Passage provided:
▼
When Large Language Model Agents Meet 6G Networks: Perception, Grounding, and Alignment
This work addresses the problem of limited mobile device capacity for LLM agents in 6G networks, enabling more accessible and efficient AI assistant services, though it is incremental as it builds on existing split learning and caching concepts.
The paper tackles the challenge of deploying large language model (LLM) agents on mobile devices in 6G networks by proposing a split learning system that distributes modules across devices and edge servers, resulting in reduced network costs and improved model utilization through a novel caching algorithm.
AI agents based on multimodal large language models (LLMs) are expected to revolutionize human-computer interaction and offer more personalized assistant services across various domains like healthcare, education, manufacturing, and entertainment. Deploying LLM agents in 6G networks enables users to access previously expensive AI assistant services via mobile devices democratically, thereby reducing interaction latency and better preserving user privacy. Nevertheless, the limited capacity of mobile devices constrains the effectiveness of deploying and executing local LLMs, which necessitates offloading complex tasks to global LLMs running on edge servers during long-horizon interactions. In this article, we propose a split learning system for LLM agents in 6G networks leveraging the collaboration between mobile devices and edge servers, where multiple LLMs with different roles are distributed across mobile devices and edge servers to perform user-agent interactive tasks collaboratively. In the proposed system, LLM agents are split into perception, grounding, and alignment modules, facilitating inter-module communications to meet extended user requirements on 6G network functions, including integrated sensing and communication, digital twins, and task-oriented communications. Furthermore, we introduce a novel model caching algorithm for LLMs within the proposed system to improve model utilization in context, thus reducing network costs of the collaborative mobile and edge LLM agents.
▲
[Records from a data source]
▼
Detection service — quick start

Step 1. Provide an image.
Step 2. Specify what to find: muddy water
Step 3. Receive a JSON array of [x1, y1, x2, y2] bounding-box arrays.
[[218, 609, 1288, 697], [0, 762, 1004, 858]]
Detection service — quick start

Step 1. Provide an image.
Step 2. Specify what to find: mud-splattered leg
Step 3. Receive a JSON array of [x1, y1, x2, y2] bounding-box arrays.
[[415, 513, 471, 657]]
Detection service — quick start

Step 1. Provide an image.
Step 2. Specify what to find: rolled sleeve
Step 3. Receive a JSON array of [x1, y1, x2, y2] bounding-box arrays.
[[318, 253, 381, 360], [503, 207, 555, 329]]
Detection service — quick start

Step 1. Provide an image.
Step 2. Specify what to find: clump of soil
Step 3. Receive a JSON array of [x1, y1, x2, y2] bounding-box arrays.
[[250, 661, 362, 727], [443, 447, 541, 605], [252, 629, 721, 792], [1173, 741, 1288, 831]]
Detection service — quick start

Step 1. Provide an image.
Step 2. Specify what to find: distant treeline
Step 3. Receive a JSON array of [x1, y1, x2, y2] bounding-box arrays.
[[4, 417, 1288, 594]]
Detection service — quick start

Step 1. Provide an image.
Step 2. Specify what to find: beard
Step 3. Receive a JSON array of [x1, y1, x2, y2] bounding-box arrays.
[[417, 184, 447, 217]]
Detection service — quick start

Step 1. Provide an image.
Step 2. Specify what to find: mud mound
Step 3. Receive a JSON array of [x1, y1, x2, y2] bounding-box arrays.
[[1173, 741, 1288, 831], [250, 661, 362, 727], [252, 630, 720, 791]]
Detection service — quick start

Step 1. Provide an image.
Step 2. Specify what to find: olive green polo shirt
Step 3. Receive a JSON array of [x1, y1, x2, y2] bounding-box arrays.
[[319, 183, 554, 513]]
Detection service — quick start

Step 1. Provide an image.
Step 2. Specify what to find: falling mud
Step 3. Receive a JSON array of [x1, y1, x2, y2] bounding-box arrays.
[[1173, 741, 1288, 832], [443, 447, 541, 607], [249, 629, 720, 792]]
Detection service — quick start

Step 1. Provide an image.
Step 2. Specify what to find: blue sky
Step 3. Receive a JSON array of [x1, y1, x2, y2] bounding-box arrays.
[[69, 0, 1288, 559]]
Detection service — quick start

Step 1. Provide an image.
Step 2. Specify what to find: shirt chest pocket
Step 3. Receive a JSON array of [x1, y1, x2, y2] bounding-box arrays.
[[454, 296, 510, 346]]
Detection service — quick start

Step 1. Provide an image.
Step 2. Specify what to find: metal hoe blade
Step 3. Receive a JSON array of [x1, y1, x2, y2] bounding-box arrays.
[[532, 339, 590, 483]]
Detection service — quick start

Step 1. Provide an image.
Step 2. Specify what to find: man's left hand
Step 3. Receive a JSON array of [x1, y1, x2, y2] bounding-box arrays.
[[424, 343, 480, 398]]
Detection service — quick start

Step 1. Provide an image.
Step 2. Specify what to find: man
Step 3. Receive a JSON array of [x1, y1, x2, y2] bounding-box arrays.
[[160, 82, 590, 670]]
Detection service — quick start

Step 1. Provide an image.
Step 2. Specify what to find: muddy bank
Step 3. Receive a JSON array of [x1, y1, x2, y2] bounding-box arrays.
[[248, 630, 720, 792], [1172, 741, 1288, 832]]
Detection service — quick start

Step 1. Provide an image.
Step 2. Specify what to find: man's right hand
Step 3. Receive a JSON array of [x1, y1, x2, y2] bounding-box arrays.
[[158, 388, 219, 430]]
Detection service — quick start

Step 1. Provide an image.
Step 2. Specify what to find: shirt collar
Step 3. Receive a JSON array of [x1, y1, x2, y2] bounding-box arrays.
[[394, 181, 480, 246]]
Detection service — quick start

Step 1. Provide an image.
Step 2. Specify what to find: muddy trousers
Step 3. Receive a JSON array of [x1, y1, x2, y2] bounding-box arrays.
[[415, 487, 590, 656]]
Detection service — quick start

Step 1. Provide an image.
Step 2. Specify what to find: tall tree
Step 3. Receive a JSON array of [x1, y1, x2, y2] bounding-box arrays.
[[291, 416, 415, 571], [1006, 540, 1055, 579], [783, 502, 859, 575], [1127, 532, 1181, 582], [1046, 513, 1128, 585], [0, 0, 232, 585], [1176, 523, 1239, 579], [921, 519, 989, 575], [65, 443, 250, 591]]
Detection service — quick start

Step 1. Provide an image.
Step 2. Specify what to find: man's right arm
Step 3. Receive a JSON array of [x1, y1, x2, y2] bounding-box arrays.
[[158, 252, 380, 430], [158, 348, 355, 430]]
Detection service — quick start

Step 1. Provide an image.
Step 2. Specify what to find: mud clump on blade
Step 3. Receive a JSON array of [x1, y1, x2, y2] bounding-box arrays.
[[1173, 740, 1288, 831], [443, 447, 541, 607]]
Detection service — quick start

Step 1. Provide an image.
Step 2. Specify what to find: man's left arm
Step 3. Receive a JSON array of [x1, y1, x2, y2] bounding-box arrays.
▲
Goal of the exercise: Copy the passage on LLM agents in 6G networks word for word, starting with "The paper tackles" and going on through "novel caching algorithm.".

Result for this task:
The paper tackles the challenge of deploying large language model (LLM) agents on mobile devices in 6G networks by proposing a split learning system that distributes modules across devices and edge servers, resulting in reduced network costs and improved model utilization through a novel caching algorithm.